_What is required_. Once you reach the line that contains "on the spanish", retype it and each later line exactly as written, stopping only at the end of the listing.

_Records shown_.
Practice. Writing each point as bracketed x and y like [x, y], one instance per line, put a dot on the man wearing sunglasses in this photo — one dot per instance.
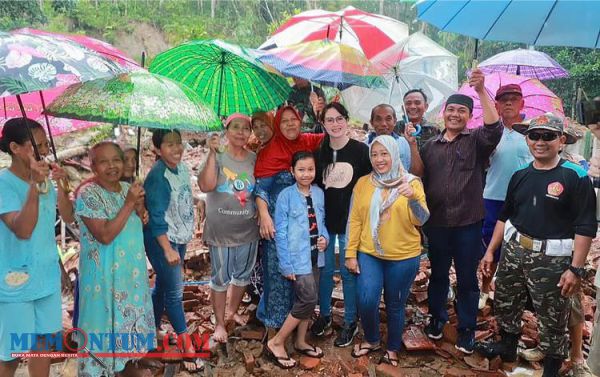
[547, 225]
[510, 154]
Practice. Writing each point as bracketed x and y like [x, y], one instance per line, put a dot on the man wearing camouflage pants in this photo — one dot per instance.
[548, 222]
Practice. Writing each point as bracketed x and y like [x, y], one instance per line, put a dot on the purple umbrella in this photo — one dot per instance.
[522, 62]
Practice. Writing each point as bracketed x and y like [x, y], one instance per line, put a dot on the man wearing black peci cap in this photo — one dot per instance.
[547, 225]
[454, 163]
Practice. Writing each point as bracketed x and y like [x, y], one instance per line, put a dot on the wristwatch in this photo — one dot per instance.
[578, 271]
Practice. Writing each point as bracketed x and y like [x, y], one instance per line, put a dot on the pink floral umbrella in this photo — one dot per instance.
[33, 106]
[34, 102]
[538, 98]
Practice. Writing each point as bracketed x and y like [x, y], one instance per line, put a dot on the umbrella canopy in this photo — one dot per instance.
[418, 53]
[415, 62]
[228, 77]
[360, 101]
[538, 98]
[101, 47]
[368, 32]
[543, 22]
[30, 63]
[33, 101]
[136, 99]
[34, 109]
[522, 62]
[325, 62]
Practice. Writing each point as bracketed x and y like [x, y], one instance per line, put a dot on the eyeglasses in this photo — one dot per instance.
[338, 119]
[545, 136]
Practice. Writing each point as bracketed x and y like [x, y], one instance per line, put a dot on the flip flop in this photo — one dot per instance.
[310, 352]
[277, 359]
[361, 348]
[196, 361]
[387, 359]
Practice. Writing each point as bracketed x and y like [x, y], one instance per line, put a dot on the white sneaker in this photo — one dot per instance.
[531, 354]
[482, 300]
[581, 370]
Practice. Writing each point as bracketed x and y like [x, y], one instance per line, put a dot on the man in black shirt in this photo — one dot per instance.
[415, 104]
[309, 100]
[548, 222]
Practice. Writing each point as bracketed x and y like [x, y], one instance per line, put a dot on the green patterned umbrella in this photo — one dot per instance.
[139, 99]
[227, 76]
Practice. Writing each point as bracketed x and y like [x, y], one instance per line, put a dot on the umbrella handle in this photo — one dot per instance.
[418, 130]
[29, 133]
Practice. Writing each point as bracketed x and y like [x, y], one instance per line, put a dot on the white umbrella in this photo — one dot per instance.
[416, 62]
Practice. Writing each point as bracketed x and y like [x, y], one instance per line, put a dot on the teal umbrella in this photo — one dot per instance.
[138, 99]
[228, 77]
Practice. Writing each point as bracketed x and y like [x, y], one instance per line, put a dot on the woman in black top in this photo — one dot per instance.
[341, 161]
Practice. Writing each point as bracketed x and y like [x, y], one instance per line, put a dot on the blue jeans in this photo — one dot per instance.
[326, 281]
[463, 245]
[167, 294]
[395, 278]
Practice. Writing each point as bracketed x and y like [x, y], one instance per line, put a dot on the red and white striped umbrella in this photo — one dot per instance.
[368, 32]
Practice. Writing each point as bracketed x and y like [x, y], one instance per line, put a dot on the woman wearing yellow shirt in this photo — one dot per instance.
[384, 244]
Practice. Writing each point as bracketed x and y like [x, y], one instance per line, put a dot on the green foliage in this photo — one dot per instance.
[249, 22]
[17, 14]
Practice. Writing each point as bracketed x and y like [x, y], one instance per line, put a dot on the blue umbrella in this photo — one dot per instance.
[572, 23]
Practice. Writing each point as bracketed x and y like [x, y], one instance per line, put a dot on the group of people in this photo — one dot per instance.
[275, 216]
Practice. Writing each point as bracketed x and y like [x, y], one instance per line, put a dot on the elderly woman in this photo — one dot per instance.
[262, 133]
[114, 295]
[228, 180]
[384, 244]
[29, 272]
[273, 174]
[130, 158]
[262, 127]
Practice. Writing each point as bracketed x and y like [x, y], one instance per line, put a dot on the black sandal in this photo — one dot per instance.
[361, 348]
[307, 352]
[387, 359]
[277, 359]
[199, 363]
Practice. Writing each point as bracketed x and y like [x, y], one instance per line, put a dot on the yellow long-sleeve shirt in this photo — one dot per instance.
[398, 235]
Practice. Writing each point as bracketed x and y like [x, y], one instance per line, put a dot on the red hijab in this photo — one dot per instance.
[276, 156]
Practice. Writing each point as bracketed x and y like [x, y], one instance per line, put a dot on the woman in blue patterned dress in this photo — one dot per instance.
[114, 294]
[272, 173]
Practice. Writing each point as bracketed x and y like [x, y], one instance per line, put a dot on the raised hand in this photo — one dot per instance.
[409, 131]
[214, 143]
[40, 170]
[405, 188]
[477, 80]
[321, 243]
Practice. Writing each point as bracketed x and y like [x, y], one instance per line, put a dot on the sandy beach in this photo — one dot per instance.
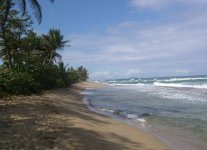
[58, 119]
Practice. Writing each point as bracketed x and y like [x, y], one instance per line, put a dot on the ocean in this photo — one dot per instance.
[173, 109]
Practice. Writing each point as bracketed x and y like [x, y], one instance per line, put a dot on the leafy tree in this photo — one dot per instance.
[54, 41]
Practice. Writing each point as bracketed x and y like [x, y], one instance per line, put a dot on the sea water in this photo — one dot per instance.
[174, 109]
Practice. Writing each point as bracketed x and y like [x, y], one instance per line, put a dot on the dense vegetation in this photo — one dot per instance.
[31, 62]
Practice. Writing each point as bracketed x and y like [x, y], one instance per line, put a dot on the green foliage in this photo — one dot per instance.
[30, 61]
[14, 82]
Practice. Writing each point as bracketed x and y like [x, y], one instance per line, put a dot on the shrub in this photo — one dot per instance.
[14, 82]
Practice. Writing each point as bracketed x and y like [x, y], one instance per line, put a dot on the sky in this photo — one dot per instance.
[131, 38]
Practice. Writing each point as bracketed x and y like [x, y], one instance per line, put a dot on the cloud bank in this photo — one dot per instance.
[143, 49]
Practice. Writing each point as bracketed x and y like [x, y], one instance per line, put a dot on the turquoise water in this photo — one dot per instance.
[173, 107]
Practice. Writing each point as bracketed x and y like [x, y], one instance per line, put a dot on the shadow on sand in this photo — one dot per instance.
[44, 122]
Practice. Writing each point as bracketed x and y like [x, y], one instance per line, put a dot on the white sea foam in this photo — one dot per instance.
[141, 120]
[184, 79]
[87, 93]
[203, 86]
[106, 110]
[127, 84]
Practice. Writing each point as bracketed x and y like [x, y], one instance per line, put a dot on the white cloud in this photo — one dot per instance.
[155, 49]
[159, 4]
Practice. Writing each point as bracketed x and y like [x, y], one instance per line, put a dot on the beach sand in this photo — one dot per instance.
[58, 119]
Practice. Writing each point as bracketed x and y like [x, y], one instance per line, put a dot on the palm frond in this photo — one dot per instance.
[37, 10]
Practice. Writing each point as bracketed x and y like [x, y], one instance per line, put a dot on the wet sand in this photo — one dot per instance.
[58, 119]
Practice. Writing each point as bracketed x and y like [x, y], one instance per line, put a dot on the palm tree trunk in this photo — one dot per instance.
[51, 55]
[8, 7]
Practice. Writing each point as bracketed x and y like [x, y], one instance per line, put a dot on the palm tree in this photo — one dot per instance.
[35, 5]
[54, 41]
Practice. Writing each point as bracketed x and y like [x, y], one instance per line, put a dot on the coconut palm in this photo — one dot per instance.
[54, 41]
[35, 5]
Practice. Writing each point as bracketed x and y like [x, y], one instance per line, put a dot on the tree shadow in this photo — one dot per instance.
[34, 124]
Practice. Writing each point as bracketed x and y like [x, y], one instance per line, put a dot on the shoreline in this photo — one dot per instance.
[59, 119]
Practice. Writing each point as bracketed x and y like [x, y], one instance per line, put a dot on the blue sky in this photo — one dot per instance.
[131, 38]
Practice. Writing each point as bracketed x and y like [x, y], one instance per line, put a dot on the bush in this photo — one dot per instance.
[46, 76]
[14, 82]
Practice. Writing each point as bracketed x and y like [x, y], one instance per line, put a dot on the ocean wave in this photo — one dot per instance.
[183, 79]
[126, 84]
[203, 86]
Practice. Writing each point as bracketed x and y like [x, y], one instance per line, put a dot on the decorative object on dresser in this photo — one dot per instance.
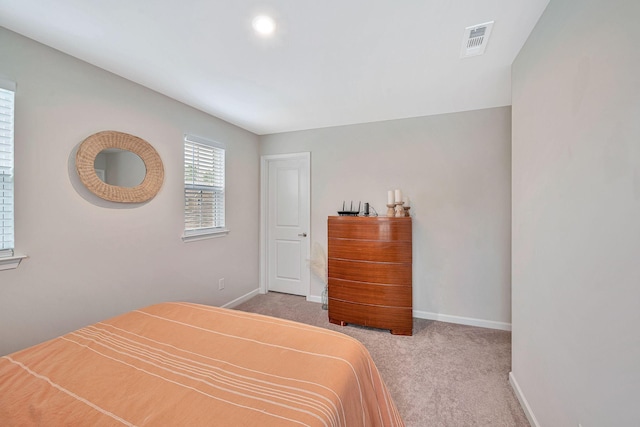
[370, 272]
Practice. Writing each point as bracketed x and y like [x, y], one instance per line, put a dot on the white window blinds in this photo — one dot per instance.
[6, 169]
[204, 208]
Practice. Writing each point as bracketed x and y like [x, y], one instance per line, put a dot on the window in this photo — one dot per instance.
[7, 92]
[204, 210]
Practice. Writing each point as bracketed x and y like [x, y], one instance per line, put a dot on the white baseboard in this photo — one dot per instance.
[236, 302]
[523, 401]
[470, 321]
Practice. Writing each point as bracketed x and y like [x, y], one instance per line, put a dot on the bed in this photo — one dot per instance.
[189, 364]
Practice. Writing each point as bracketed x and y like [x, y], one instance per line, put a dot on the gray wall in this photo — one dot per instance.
[456, 170]
[576, 215]
[86, 261]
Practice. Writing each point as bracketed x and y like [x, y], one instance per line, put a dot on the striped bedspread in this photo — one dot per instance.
[194, 365]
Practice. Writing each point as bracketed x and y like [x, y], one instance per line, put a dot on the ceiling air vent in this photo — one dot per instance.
[475, 39]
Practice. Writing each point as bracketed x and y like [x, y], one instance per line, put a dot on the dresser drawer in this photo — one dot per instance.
[370, 250]
[372, 272]
[389, 229]
[398, 320]
[371, 294]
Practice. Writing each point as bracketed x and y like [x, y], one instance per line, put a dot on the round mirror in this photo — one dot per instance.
[141, 183]
[123, 168]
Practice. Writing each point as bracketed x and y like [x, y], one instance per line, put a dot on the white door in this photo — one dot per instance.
[285, 207]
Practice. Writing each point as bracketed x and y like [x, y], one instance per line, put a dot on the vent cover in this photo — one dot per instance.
[475, 39]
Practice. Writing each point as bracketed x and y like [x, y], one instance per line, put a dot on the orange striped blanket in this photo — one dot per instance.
[194, 365]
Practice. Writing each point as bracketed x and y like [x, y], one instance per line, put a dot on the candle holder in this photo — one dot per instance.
[390, 211]
[399, 211]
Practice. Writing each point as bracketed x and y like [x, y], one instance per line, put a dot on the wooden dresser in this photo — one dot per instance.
[370, 272]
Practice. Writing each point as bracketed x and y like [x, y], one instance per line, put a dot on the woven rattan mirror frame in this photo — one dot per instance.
[93, 145]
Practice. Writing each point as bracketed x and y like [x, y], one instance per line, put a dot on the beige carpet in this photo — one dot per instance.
[444, 375]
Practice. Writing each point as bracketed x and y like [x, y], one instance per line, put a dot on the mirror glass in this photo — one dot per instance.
[119, 167]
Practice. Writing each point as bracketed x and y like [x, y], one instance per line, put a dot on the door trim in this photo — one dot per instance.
[264, 217]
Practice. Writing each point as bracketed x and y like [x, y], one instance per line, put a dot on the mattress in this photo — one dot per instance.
[188, 364]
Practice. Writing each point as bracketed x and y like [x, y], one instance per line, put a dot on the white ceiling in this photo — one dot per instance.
[331, 62]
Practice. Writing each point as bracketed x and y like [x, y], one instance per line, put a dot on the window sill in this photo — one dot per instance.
[210, 234]
[11, 262]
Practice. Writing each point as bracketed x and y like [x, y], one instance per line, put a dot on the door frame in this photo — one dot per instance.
[264, 216]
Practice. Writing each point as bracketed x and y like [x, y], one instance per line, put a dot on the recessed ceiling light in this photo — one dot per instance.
[264, 25]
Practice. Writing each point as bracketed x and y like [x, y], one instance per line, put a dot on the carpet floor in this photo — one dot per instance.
[444, 375]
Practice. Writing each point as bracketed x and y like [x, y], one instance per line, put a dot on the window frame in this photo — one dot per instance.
[199, 233]
[9, 259]
[7, 188]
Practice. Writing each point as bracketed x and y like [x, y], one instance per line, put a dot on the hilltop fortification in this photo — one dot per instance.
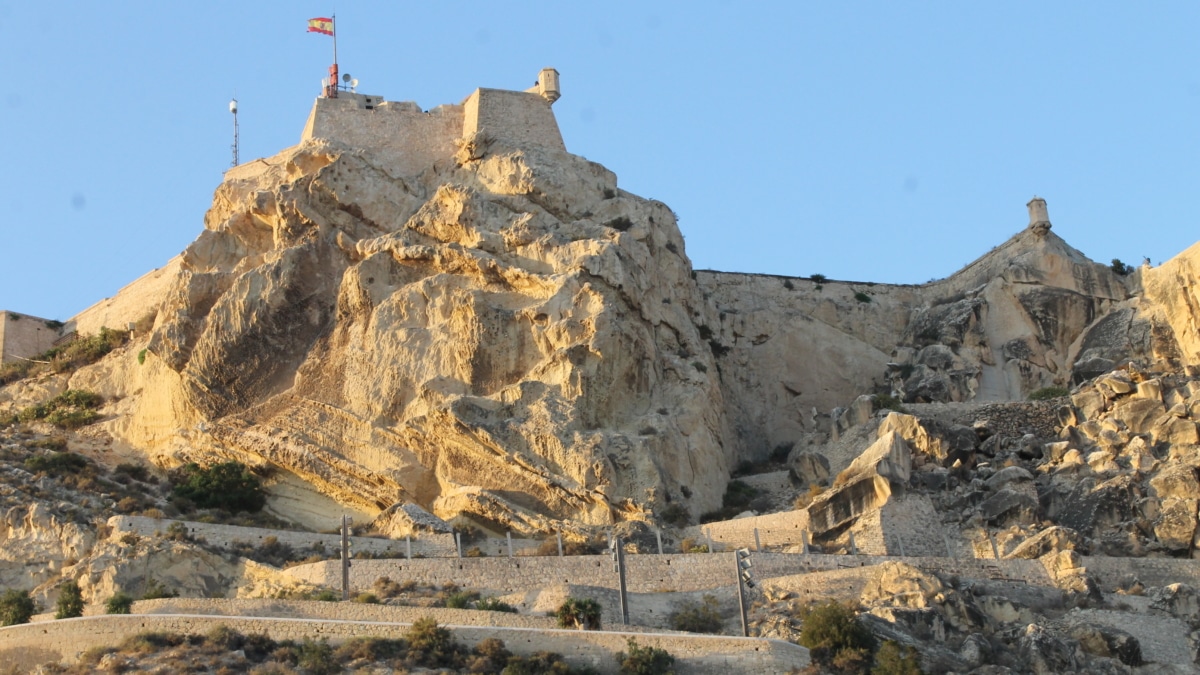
[447, 308]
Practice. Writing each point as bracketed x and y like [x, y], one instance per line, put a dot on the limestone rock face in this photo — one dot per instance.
[510, 338]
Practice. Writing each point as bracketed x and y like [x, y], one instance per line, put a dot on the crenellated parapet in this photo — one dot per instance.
[411, 139]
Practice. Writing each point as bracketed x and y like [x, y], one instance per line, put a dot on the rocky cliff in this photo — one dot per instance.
[508, 336]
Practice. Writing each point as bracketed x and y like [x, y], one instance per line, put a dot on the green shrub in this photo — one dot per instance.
[699, 616]
[645, 661]
[495, 604]
[1047, 393]
[461, 599]
[489, 656]
[539, 663]
[327, 596]
[582, 614]
[155, 590]
[57, 464]
[120, 603]
[228, 487]
[897, 659]
[737, 499]
[431, 645]
[370, 649]
[832, 632]
[70, 603]
[65, 358]
[16, 607]
[70, 410]
[135, 471]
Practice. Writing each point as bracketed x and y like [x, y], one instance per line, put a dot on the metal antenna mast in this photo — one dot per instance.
[233, 108]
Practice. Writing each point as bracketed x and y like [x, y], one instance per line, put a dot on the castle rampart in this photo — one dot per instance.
[28, 645]
[409, 141]
[23, 336]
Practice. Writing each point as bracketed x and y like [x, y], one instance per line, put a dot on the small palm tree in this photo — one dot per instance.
[582, 614]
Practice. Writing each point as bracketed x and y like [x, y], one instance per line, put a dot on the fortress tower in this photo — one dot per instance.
[412, 139]
[1039, 219]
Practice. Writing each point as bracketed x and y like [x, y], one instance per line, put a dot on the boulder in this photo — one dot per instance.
[405, 520]
[1107, 641]
[976, 650]
[1009, 506]
[1006, 476]
[808, 469]
[1090, 402]
[1175, 430]
[916, 435]
[1047, 653]
[888, 458]
[1176, 482]
[1180, 601]
[1117, 382]
[1049, 541]
[1176, 524]
[1138, 414]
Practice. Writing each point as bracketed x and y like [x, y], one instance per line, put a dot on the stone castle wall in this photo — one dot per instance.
[700, 572]
[127, 305]
[516, 118]
[23, 336]
[28, 645]
[227, 535]
[411, 141]
[403, 136]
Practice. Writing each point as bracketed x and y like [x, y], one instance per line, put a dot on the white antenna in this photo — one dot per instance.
[233, 108]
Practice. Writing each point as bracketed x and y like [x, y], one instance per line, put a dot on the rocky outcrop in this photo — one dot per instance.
[511, 339]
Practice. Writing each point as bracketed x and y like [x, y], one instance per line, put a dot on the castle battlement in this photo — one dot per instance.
[412, 139]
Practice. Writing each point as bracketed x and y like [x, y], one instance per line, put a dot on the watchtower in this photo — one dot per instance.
[1039, 219]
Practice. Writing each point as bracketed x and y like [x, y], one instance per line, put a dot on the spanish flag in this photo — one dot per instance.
[321, 24]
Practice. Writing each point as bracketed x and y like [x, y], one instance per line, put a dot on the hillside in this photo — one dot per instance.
[448, 312]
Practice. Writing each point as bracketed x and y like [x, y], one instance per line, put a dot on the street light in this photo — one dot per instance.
[742, 568]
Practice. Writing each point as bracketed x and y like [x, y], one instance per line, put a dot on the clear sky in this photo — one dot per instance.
[888, 142]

_Final answer_.
Practice. Writing each point as bracketed x and y like [x, y], one instance per line, put a dot on the spanish flag in this photo — one dot per instance.
[321, 24]
Practice. Writing each point as bracketed x and y like [x, y], one instance per line, put a dot on the hillside in this photo — one dot per instance.
[448, 312]
Practice. Writing each point as bracketed x and y like [x, y], one instance per line, put a dot on the street light in this photo — one dot per instance.
[742, 568]
Practice. Writing each point as bracketed x and y like [x, y], one instance per line, put a dot on the clear sky in this photo — one dot per instance.
[888, 142]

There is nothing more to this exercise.